* **Task requirements**: Put every line of the records below into a single JSON list of strings, one string per line, leaving out blank lines.

* **Provided entries**:

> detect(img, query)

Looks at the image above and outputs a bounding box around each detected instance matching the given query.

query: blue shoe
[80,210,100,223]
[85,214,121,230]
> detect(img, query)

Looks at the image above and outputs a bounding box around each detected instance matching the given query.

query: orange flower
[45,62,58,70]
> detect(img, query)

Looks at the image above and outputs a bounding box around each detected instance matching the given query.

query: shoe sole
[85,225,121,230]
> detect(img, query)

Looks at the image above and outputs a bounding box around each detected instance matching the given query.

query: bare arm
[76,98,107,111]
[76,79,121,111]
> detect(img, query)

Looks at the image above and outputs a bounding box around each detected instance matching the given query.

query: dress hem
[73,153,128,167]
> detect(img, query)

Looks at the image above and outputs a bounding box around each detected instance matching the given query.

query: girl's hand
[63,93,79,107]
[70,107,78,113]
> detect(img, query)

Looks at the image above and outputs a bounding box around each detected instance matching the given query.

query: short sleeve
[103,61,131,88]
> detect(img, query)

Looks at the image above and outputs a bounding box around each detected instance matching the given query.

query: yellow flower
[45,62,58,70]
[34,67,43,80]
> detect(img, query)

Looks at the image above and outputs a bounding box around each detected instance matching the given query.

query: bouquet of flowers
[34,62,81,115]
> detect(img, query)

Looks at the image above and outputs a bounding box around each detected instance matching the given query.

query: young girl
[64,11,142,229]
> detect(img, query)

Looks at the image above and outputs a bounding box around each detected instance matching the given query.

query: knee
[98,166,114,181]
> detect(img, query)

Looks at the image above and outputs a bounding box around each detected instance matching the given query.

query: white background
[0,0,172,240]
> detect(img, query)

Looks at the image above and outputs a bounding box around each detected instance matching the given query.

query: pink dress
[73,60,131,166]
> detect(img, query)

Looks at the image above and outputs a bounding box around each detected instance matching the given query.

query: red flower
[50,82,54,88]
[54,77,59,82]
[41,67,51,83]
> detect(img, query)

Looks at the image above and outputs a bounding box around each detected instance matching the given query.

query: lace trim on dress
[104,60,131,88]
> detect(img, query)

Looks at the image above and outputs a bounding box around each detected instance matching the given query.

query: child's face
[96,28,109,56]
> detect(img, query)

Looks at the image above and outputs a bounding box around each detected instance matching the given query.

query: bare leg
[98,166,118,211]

* **Expected answer**:
[
  "> detect(img, query)",
  "Looks at the image above and outputs a bounding box around each detected instance matching the given query.",
  "query: blue shoe",
  "[80,210,100,223]",
  "[85,214,121,230]",
  "> detect(img, query)",
  "Looks at the image above and outputs a bounding box around each detected instance matching the given query.",
  "query: orange flower",
  "[45,62,58,70]",
  "> detect(img, query)",
  "Looks at the image above and outputs a bounding box around each detected instance matching the given query.",
  "query: shoe sole",
  "[85,225,121,230]",
  "> detect(img, query)",
  "Looks at the image above and outputs a bounding box around each detected instance matching the given query.",
  "query: bare arm",
  "[76,98,107,111]",
  "[76,79,121,111]",
  "> detect(img, query)",
  "Looks at the image above and outputs a bounding box around each detected instance matching the given query.",
  "query: dress hem",
  "[73,153,128,167]",
  "> detect(img, query)",
  "Looks at the image above and outputs a bounding box around each detected instance matching the given query.",
  "query: girl's hand",
  "[63,93,79,107]",
  "[70,107,78,113]",
  "> detect(img, query)",
  "Looks at the image above and outputs a bounding box around each detected instance matching the given query.",
  "query: short sleeve",
  "[103,61,131,88]",
  "> detect(img, query)",
  "Looks at the image above and outputs a bounding box around each detected instance matching the given query.",
  "query: yellow flower",
  "[45,62,58,70]",
  "[34,67,43,80]",
  "> detect(img, query)",
  "Looks at the image above and outputs a bounding box around each detected instance matching the given query.",
  "query: bouquet of flowers",
  "[34,62,81,115]",
  "> detect(img, query)",
  "Looks at the image above and outputs a bounding box around each detected instance matching the given query.",
  "query: young girl",
  "[64,11,142,229]",
  "> detect(img, query)",
  "Looks at the image above and outputs a bounding box around each detected instance matching the given query.",
  "query: knee",
  "[98,166,114,181]",
  "> detect(img, query)",
  "Looks at the image above and outputs a bounding box around each detected instance matching the given query.",
  "query: white background",
  "[0,0,172,240]",
  "> detect(img, query)",
  "Looks at the image above and outputs a bounding box around each detected instance matching the given query.",
  "query: pink dress",
  "[73,60,131,166]",
  "> detect(img, query)",
  "Looks at the image above and outputs a bounding box around each detected instance matching the given query.",
  "query: red flower",
  "[50,82,54,88]",
  "[54,77,59,82]",
  "[41,67,51,83]",
  "> detect(img, query)",
  "Looks at the image above and outputs a bounding box around each detected instance matching the given query.",
  "query: lace trim on dress",
  "[104,60,131,88]",
  "> detect(img, query)",
  "Looks at the image above and outputs a bounding box around each detected instance matching the given query.",
  "query: child's face",
  "[96,28,109,56]",
  "> detect(img, query)",
  "Looks at the image above and outputs a bounding box around each detected instance matching the given query.",
  "query: bare leg",
  "[98,166,118,211]"
]